Extrait =>
Nouveaux standards en matière de durabilité dans le domaine de la gestion et du conseil en placement

Nouveaux standards en matière de durabilité dans le domaine de la gestion et du conseil en placement

décembre 15, 2022 Non Par Invité(e)s

Alexandre de Boccard
Cofondateur

OA Legal SA (www.oalegal.ch)

Le 3 novembre 2021, « des mesures réglementaires ont été prises afin d’accroître la transparence en matière de durabilité pour les clients » par l’Autorité fédérale de surveillance des marchés financiers (Finma). Ces mesures s’appliquent notamment lorsque des placements collectifs suisses utilisent les termes « durable », « vert » ou « ESG » (environnement, social et gouvernance). Le thème ESG est ainsi devenu un sujet réglementaire en Suisse, en particulier dans le domaine de la gestion d’actifs. La communication de la Finma traite aussi du processus de conseil (point de vente). A ce sujet, la Finma se réfère notamment à un communiqué du Conseil fédéral dans lequel ce dernier recommande « aux acteurs des marchés financiers de publier la méthodologie et les stratégies sur lesquelles ils se basent pour tenir compte, conformément aux devoirs de loyauté et de diligence en vigueur, des risques climatiques et environnementaux dans la gestion du patrimoine de leurs clients ». La Finma reporte en particulier au Guide pour l’intégration des facteurs ESG dans le processus de conseil auprès des clients privés de l’Association suisse des banquiers du mois de juin 2020.

L’objet de la présente publication est de faire un état des lieux synthétique de l’actuelle autorégulation en Suisse dans le domaine dit « ESG » en lien avec la gestion de fortune, le conseil financier et la promotion d’instruments financiers. La présente publication n’a pas de caractère exhaustif.

Association suisse des banquiers (ASB)

Données =>

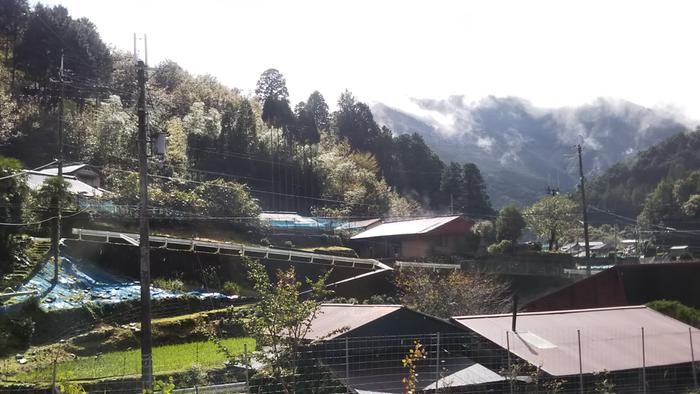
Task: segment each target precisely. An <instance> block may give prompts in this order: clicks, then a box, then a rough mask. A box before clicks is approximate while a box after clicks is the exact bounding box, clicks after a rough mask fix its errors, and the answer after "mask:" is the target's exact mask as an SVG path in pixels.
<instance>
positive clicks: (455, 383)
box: [329, 354, 505, 394]
mask: <svg viewBox="0 0 700 394" xmlns="http://www.w3.org/2000/svg"><path fill="white" fill-rule="evenodd" d="M401 357H403V355H401V354H396V364H395V366H382V368H381V376H380V377H378V376H377V375H378V372H377V370H376V369H374V368H361V369H359V370H357V369H352V370H351V371H350V379H349V382H350V387H351V388H353V389H354V390H355V391H356V392H357V393H358V394H388V393H396V394H399V393H403V392H404V391H405V388H404V386H403V384H402V383H401V379H402V378H405V377H406V368H405V367H403V366H402V365H401V361H400V359H401ZM369 365H371V364H369ZM329 367H330V369H331V370H332V371H333V374H334V375H335V376H336V378H338V379H339V380H341V381H344V380H346V377H345V368H343V367H342V366H340V365H337V364H335V365H329ZM416 373H417V374H418V377H419V379H418V387H417V388H418V389H419V390H420V391H428V390H435V381H436V380H437V379H438V378H439V379H440V383H439V386H438V387H439V388H440V389H442V390H446V389H448V388H450V387H455V388H456V387H463V386H470V385H475V384H484V383H494V382H501V381H503V380H505V379H504V378H503V377H502V376H500V375H499V374H497V373H496V372H494V371H492V370H490V369H488V368H486V367H484V366H483V365H481V364H478V363H475V362H474V361H472V360H471V359H469V358H467V357H453V356H447V357H445V358H444V359H442V360H441V363H440V375H439V376H438V375H436V373H435V365H434V364H433V363H432V362H431V363H428V362H418V363H417V366H416ZM446 391H448V390H446Z"/></svg>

Consigne =>
Recopiez sans rien changer, s'il vous plaît, tout le passage de l'extrait sur la durabilité, depuis « L’objet de la » jusqu'à « de caractère exhaustif. ». Ces données n'ont aucun rapport avec l'extrait.

Corrigé =>
L’objet de la présente publication est de faire un état des lieux synthétique de l’actuelle autorégulation en Suisse dans le domaine dit « ESG » en lien avec la gestion de fortune, le conseil financier et la promotion d’instruments financiers. La présente publication n’a pas de caractère exhaustif.